• [ÜBUNGSAUFGABEN]:
1: Beantworten Sie zum Text über die Schweizer Versicherungsbranche die folgenden Fragen.
(a) Welche drei Entwicklungen nennt der Text, die den Veränderungsdruck begleiten?
(b) Für welches Unternehmen spricht Marcel Thom?
(c) Welche geplante Fusion gilt im Text als sichtbarstes Signal des Strukturwandels?
2: Führen Sie den Text über den Strukturwandel in der Schweizer Versicherungsbranche im Anschluss an seinen letzten Satz weiter.

┌─ VORLIEGENDER TEXT

Die Schweizer Versicherungsbranche steht unter massivem Veränderungsdruck. Während Kundenerwartungen steigen, technologische Innovationen neue Standards setzen und regulatorische Anforderungen komplexer werden, bleibt eine zentrale Herausforderung bestehen: Wie lassen sich Prozesse in der Versicherungsbranche effizienter gestalten, ohne dabei Qualität oder Kundennähe zu verlieren?
Im Interview mit HZ Insurance bringt Marcel Thom von Deloitte die Lage auf den Punkt: „Der Druck zu mehr Grösse und Effizienz steigt markant.“ Die geplante Fusion von Helvetia und Baloise ist nur das sichtbarste Signal eines tiefgreifenden Strukturwandels. Einer, der längst auch mittlere und kleinere Marktteilnehmer erreicht hat.

└─
┌─ BEREITGESTELLTES MATERIAL

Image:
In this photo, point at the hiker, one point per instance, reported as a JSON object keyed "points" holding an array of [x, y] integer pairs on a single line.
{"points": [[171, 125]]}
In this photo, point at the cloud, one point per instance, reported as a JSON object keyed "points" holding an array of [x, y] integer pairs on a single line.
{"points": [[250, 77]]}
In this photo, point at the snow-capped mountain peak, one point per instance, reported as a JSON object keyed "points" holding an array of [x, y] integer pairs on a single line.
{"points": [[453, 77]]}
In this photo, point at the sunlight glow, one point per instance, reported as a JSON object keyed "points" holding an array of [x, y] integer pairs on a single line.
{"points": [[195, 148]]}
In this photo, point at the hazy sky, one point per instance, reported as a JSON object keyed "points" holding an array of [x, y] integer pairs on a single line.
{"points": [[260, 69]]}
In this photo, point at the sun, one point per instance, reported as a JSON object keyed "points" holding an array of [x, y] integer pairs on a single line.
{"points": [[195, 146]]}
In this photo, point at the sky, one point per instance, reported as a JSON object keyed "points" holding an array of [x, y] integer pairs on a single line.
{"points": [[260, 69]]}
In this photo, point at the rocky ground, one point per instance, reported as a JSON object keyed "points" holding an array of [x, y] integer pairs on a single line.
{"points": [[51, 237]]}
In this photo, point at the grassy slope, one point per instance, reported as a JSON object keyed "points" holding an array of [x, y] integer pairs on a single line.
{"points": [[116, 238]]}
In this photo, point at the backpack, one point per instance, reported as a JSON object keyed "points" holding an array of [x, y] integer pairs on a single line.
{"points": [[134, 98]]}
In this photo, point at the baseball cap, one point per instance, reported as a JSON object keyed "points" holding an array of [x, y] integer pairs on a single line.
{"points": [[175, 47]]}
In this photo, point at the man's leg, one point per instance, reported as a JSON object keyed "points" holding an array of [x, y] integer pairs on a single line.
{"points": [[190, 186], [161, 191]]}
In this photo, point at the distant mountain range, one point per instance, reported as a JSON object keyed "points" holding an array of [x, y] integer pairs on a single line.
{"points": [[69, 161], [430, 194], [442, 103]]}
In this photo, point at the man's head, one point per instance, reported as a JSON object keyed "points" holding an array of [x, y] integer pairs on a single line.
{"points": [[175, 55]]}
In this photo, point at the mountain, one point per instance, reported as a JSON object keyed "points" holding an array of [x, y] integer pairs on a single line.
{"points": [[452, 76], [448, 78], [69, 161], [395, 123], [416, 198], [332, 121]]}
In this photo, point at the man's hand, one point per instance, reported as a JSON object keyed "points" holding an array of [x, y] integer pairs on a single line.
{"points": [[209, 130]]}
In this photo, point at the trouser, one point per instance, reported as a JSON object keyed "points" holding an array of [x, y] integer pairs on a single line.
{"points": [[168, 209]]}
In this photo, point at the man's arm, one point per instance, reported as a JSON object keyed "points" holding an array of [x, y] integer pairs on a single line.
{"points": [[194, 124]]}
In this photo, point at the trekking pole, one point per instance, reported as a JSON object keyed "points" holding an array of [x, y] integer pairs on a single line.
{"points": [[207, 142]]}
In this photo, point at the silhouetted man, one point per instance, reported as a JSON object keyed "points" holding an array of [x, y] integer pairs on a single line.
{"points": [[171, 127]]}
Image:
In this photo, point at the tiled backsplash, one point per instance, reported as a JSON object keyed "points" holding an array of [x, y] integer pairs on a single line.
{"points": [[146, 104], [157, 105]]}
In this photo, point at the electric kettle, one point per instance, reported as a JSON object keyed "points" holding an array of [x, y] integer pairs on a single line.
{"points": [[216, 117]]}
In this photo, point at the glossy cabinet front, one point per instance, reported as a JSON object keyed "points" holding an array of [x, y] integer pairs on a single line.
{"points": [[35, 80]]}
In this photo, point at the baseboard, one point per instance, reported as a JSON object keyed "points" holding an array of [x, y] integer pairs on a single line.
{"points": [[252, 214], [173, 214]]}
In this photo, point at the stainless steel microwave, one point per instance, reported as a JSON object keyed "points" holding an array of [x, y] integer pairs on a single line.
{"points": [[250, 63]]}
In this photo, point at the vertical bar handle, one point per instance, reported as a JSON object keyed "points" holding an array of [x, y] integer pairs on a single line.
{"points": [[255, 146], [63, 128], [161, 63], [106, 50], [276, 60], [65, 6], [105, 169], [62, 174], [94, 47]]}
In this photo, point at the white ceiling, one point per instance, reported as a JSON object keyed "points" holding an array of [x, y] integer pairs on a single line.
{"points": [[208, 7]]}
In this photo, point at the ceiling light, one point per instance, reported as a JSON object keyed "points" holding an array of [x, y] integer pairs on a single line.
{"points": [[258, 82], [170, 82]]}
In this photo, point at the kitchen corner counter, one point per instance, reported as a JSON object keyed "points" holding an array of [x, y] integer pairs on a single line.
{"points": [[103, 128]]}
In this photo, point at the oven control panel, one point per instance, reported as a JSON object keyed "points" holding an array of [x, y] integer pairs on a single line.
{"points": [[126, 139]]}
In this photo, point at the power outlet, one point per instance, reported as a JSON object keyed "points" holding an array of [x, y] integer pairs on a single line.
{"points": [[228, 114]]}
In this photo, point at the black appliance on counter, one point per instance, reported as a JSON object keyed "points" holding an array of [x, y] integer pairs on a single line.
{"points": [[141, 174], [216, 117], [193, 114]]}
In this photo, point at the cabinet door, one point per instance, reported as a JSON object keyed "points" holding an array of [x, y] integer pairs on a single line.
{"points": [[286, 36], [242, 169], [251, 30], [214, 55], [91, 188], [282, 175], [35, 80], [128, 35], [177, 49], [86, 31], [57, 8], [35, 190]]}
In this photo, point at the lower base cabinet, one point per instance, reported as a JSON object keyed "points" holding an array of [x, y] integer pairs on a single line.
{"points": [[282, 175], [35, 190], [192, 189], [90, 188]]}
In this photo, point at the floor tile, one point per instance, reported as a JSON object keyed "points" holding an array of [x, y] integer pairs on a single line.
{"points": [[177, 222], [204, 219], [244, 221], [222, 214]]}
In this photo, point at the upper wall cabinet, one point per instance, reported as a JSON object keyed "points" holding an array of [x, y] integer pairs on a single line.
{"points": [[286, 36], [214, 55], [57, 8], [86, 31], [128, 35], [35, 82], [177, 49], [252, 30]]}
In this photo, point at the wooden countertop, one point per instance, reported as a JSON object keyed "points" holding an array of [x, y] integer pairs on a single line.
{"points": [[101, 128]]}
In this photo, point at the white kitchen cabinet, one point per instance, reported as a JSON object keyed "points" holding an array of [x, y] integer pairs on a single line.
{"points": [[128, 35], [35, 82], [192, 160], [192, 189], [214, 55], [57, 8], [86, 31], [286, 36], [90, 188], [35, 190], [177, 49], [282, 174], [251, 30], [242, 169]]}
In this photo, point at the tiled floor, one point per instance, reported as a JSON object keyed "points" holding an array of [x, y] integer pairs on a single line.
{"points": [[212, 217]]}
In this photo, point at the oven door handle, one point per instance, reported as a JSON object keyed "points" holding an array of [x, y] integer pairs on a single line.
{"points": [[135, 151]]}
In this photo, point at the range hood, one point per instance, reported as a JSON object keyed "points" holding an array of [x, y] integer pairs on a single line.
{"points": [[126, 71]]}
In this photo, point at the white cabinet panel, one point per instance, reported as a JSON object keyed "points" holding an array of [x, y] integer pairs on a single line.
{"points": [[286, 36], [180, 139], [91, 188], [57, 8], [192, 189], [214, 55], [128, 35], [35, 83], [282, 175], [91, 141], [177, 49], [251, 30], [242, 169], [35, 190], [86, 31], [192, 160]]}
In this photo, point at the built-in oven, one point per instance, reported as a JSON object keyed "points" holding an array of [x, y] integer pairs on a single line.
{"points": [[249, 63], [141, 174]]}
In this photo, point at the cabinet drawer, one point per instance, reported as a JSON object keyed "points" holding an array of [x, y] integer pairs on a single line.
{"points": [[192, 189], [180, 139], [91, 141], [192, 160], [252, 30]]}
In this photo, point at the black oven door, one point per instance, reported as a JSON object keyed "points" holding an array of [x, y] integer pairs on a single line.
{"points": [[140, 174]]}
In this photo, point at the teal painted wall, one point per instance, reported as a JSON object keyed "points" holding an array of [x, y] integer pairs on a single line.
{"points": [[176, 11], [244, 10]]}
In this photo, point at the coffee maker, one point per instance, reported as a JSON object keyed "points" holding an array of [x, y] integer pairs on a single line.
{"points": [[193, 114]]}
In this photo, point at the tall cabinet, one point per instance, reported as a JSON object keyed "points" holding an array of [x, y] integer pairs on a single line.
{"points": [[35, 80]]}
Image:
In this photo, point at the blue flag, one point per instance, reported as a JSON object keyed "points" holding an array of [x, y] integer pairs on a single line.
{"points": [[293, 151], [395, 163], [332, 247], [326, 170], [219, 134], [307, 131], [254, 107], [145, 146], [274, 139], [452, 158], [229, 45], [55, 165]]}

└─

• [GELÖSTE AUFGABEN]:
1:
(a) Die Kundenerwartungen steigen, technologische Innovationen setzen neue Standards, und regulatorische Anforderungen werden komplexer.
(b) Für Deloitte.
(c) Die geplante Fusion von Helvetia und Baloise.

2:
Dabei geht es längst nicht mehr nur um Kostenreduktion. Effizienz ist heute ein strategischer Wettbewerbsfaktor. Sie entscheidet darüber, ob Versicherer auf Marktveränderungen schnell reagieren können, ob Kunden kanalübergreifend zufrieden sind und ob interne Ressourcen zielgerichtet eingesetzt werden.
Dieser Artikel beleuchtet die Ursachen des Effizienzdrucks, analysiert die grössten Schwachstellen im aktuellen Betriebsmodell vieler Versicherer und zeigt praxisorientierte Wege auf, wie Organisationen jetzt gegensteuern können – technologisch, prozessual und kulturell.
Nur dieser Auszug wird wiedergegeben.